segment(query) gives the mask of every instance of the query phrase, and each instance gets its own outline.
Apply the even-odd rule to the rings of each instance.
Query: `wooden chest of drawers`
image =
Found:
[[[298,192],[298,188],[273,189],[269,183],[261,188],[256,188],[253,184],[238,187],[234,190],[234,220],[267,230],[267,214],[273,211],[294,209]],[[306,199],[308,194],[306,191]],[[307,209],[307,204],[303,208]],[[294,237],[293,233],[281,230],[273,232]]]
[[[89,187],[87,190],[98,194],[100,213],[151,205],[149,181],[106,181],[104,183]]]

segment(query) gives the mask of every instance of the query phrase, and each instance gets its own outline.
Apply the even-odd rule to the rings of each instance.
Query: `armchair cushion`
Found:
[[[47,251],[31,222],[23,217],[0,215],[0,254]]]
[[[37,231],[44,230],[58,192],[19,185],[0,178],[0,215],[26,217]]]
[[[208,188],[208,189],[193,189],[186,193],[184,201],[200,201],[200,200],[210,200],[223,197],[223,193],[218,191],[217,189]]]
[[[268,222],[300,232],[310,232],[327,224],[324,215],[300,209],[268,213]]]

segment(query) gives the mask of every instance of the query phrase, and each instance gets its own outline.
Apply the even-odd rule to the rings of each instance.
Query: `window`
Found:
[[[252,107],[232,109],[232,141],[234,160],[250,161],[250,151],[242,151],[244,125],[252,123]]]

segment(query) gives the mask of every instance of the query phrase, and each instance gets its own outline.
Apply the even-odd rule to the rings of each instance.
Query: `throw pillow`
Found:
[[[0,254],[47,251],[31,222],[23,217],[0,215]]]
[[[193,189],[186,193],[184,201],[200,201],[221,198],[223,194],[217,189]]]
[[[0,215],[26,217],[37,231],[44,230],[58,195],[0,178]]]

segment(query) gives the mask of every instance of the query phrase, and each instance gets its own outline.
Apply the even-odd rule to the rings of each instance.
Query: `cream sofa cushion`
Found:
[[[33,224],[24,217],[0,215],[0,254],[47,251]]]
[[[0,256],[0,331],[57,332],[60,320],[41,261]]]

==

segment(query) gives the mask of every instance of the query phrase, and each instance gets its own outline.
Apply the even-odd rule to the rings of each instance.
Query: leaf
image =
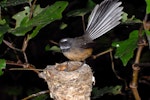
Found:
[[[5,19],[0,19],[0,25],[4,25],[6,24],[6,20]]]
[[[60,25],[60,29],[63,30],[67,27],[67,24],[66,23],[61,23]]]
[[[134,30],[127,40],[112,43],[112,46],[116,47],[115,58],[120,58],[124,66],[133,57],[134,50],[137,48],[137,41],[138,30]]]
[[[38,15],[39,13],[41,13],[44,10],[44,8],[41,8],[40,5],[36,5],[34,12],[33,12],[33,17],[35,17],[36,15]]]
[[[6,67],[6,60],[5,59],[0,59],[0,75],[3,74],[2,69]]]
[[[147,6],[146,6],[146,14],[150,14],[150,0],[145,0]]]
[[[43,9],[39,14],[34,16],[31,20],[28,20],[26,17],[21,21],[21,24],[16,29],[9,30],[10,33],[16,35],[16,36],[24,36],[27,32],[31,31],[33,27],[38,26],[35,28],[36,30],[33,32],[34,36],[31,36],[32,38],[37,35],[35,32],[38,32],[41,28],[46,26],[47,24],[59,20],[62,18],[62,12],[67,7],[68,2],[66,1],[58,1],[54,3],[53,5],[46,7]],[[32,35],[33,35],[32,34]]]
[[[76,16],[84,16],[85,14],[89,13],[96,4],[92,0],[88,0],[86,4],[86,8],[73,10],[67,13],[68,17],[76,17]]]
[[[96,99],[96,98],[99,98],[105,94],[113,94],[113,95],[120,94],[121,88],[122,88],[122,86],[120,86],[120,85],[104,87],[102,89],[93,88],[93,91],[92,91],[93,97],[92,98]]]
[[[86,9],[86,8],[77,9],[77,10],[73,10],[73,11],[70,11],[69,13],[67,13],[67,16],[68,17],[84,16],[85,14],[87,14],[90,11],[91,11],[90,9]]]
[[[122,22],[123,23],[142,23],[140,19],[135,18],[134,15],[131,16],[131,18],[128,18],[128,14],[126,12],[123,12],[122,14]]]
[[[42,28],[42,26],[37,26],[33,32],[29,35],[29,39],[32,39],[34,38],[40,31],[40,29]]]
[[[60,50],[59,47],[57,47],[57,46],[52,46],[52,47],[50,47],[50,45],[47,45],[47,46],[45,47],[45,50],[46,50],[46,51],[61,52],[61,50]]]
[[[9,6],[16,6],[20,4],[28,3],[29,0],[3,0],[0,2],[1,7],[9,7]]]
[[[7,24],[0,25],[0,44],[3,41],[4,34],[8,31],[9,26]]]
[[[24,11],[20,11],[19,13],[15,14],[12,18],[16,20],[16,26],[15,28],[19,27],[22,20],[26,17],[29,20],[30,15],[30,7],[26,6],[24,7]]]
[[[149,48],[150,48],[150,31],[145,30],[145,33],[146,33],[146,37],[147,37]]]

▸ **The problem**
How many lines in the items above contain the string "cushion"? Letter case counts, and the reply must be the number alone.

▸ **Solution to the problem**
2